What to produce:
Begin at the line below that contains "of the concrete". Repeat it and all remaining lines of the records exactly.

━━━━━━━━━━

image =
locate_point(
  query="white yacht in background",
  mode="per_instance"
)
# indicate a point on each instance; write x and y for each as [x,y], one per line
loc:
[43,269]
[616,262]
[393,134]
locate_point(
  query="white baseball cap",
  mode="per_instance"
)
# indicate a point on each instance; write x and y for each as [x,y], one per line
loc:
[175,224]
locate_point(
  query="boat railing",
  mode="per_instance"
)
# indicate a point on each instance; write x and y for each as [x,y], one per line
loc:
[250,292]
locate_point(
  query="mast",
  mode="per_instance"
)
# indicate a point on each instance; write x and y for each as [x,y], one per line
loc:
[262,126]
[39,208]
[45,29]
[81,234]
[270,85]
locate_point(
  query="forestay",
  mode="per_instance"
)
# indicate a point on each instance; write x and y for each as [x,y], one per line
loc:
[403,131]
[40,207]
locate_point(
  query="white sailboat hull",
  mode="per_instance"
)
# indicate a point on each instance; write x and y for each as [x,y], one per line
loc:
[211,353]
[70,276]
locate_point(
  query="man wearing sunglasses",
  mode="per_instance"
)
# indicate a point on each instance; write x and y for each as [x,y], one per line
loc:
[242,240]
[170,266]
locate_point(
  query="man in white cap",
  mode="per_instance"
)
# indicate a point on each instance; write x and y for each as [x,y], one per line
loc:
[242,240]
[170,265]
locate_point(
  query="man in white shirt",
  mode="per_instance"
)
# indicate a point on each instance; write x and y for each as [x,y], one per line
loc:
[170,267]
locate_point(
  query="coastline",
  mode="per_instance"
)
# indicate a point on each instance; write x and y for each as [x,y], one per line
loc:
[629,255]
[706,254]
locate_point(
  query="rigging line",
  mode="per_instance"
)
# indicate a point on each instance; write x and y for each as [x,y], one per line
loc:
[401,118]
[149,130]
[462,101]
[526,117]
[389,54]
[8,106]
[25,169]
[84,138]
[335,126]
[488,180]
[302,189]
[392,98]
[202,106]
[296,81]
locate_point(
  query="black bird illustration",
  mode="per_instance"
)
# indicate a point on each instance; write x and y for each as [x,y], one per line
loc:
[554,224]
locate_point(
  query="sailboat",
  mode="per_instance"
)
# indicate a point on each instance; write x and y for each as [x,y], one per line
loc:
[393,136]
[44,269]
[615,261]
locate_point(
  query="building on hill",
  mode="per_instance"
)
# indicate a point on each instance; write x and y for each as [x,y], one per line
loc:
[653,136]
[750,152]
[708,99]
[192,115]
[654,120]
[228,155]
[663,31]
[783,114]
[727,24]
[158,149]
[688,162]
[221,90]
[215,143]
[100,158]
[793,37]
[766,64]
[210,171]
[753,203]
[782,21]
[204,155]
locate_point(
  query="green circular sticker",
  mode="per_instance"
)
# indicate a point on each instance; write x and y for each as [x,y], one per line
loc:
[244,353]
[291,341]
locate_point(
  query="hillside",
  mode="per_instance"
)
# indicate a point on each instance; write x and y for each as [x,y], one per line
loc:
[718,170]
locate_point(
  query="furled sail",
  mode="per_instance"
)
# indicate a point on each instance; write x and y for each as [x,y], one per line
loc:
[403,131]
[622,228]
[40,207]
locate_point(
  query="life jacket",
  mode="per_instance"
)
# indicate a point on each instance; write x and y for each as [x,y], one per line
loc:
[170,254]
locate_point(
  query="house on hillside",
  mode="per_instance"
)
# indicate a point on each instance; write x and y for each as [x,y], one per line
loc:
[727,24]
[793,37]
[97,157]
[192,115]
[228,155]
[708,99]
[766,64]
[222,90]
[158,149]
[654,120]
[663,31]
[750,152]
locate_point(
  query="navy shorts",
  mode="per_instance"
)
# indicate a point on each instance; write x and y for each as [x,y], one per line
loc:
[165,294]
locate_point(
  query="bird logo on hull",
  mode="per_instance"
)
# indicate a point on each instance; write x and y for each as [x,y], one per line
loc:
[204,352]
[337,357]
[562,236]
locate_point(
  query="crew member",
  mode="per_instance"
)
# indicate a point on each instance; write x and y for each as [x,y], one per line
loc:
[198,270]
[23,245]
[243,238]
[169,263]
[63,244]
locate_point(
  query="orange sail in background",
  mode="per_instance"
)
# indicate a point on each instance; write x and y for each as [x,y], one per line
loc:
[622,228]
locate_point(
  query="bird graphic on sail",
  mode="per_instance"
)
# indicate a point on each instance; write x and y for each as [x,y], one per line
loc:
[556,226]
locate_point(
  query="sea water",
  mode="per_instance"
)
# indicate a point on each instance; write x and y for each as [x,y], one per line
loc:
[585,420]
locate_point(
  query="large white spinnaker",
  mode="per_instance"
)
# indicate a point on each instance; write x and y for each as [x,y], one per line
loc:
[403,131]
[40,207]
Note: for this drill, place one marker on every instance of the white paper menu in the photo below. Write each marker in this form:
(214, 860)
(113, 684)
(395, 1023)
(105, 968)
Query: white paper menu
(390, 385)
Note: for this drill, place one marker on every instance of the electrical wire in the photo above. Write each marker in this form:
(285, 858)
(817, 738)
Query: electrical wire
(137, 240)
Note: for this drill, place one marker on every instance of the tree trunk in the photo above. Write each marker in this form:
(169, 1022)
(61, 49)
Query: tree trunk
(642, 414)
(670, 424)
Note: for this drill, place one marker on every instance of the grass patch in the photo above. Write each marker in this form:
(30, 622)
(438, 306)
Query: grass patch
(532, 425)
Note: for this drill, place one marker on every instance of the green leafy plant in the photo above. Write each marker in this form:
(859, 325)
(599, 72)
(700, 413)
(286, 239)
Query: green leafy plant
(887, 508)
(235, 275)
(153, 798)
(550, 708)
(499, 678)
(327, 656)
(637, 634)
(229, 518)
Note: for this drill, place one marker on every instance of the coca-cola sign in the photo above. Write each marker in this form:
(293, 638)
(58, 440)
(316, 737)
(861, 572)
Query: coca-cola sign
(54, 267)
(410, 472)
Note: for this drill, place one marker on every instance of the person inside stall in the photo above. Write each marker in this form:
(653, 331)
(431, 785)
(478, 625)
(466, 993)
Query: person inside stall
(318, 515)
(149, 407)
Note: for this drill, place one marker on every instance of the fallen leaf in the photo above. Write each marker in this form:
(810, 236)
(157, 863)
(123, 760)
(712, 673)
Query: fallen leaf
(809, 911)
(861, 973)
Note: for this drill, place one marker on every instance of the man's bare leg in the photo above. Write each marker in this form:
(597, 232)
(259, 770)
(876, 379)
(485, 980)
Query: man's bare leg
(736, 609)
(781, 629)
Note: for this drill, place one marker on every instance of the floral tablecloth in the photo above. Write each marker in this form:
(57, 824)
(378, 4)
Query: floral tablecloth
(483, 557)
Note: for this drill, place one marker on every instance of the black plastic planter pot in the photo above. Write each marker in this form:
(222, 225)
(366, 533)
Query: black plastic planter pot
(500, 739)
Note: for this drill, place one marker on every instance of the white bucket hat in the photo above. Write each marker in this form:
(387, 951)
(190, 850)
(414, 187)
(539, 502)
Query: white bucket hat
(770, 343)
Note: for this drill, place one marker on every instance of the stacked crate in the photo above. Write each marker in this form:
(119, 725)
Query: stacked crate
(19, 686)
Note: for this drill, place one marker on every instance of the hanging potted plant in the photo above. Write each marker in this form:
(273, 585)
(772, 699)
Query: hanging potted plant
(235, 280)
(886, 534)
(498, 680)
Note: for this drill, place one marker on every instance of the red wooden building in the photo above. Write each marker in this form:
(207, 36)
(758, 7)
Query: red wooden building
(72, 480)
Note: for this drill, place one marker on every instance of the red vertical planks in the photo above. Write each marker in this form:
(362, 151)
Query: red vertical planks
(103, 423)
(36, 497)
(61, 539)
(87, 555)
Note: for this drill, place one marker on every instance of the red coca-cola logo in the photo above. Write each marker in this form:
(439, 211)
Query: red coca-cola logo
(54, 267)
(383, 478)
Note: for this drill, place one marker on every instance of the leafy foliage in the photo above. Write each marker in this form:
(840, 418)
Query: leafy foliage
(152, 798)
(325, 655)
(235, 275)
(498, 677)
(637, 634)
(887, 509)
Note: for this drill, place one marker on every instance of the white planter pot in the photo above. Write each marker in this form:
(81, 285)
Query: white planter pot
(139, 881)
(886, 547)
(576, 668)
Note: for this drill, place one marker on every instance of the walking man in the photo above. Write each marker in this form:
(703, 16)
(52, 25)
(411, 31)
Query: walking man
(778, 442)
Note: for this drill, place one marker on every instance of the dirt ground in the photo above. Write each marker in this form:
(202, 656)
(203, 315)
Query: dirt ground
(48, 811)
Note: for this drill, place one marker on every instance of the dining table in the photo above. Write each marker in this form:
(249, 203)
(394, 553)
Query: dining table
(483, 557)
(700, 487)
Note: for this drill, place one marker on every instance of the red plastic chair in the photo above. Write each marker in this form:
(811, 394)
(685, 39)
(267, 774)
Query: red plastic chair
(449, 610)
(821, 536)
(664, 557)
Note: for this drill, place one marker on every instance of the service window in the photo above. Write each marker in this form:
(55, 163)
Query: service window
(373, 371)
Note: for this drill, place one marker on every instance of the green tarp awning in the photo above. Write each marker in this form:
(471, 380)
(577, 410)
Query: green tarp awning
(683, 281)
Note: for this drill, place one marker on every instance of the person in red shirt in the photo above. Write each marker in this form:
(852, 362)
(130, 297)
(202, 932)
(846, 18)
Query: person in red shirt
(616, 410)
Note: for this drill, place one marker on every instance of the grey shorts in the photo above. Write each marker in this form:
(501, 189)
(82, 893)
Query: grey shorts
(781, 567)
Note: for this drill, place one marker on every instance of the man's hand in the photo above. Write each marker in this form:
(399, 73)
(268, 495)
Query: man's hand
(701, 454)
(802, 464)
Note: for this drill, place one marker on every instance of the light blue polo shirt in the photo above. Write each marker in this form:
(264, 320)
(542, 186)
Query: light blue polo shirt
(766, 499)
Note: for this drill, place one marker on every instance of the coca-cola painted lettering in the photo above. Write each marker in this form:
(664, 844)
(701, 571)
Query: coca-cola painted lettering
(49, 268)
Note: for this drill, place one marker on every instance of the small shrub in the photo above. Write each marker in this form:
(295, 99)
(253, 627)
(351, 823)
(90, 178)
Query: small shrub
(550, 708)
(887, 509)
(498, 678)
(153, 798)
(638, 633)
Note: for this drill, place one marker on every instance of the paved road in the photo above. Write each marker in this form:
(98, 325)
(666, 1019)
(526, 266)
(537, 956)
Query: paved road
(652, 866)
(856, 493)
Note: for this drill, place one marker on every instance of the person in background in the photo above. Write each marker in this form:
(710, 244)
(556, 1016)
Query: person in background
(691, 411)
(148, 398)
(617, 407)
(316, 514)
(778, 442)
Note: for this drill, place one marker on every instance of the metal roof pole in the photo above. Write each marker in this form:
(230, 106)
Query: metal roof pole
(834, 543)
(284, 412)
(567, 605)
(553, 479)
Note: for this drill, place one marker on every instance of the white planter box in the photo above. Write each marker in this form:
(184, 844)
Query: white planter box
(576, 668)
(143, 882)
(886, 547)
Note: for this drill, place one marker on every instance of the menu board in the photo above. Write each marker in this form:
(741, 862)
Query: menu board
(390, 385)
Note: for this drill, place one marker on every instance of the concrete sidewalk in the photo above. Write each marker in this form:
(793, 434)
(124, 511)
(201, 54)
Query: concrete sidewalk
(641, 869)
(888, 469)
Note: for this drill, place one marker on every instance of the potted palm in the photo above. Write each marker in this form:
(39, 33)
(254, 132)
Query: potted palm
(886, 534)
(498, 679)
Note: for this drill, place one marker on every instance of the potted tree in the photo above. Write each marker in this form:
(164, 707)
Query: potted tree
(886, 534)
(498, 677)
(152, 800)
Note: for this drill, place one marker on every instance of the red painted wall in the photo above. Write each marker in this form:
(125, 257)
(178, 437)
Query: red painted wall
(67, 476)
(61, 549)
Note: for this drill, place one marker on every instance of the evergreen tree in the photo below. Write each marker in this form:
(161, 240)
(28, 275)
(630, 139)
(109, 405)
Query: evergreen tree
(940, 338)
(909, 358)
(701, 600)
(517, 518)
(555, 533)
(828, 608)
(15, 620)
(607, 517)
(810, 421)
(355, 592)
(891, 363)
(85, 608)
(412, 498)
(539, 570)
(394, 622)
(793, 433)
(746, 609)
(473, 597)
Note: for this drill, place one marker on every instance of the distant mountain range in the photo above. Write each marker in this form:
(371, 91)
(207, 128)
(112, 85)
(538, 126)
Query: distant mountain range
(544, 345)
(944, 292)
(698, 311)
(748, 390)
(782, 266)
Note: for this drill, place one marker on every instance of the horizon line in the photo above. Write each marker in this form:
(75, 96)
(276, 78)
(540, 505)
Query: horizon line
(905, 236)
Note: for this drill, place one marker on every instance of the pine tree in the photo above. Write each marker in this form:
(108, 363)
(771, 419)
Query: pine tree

━━━━━━━━━━

Output of the task:
Note: for this drill, place one marker on every instance of the concrete sidewalk in the photo above. Write each marker in this form:
(793, 434)
(124, 511)
(201, 54)
Query: concrete sidewalk
(641, 869)
(888, 469)
Note: for this drill, place one marker on every instance of the potted palm in the photo above. Write each marker in this form:
(39, 33)
(254, 132)
Query: potted palm
(886, 534)
(498, 679)
Note: for this drill, place one marker on every instance of the potted tree in the photo above. Write each marker in this form:
(164, 707)
Query: potted tree
(886, 534)
(498, 677)
(152, 800)
Note: for this drill, place one marker on every instance of the red painted wall in the photo above. Write each marker in this form:
(125, 257)
(178, 437)
Query: red painted wall
(67, 476)
(61, 549)
Note: for this drill, place one marker on every instance of the evergreen tree in the photo below. Write each marker in this form:
(161, 240)
(28, 275)
(630, 139)
(109, 405)
Query: evergreen tree
(940, 338)
(909, 358)
(701, 600)
(517, 518)
(555, 533)
(828, 608)
(15, 620)
(607, 517)
(810, 421)
(355, 592)
(891, 363)
(85, 608)
(412, 498)
(539, 570)
(394, 622)
(793, 433)
(746, 609)
(473, 597)
Note: for this drill, place one marker on every instance of the distant mountain range in the photo above. Write each marker in this form:
(371, 91)
(207, 128)
(112, 85)
(538, 126)
Query: distant mountain range
(544, 345)
(944, 292)
(698, 311)
(748, 390)
(782, 266)
Note: for this drill, place one marker on every instance of the horizon line in the photo above. Write each marker in this form:
(75, 96)
(276, 78)
(540, 505)
Query: horizon line
(905, 236)
Note: for this drill, place one marker on every instance of the pine tree in the photo above. Write each marker in this form:
(108, 363)
(771, 419)
Query: pine tree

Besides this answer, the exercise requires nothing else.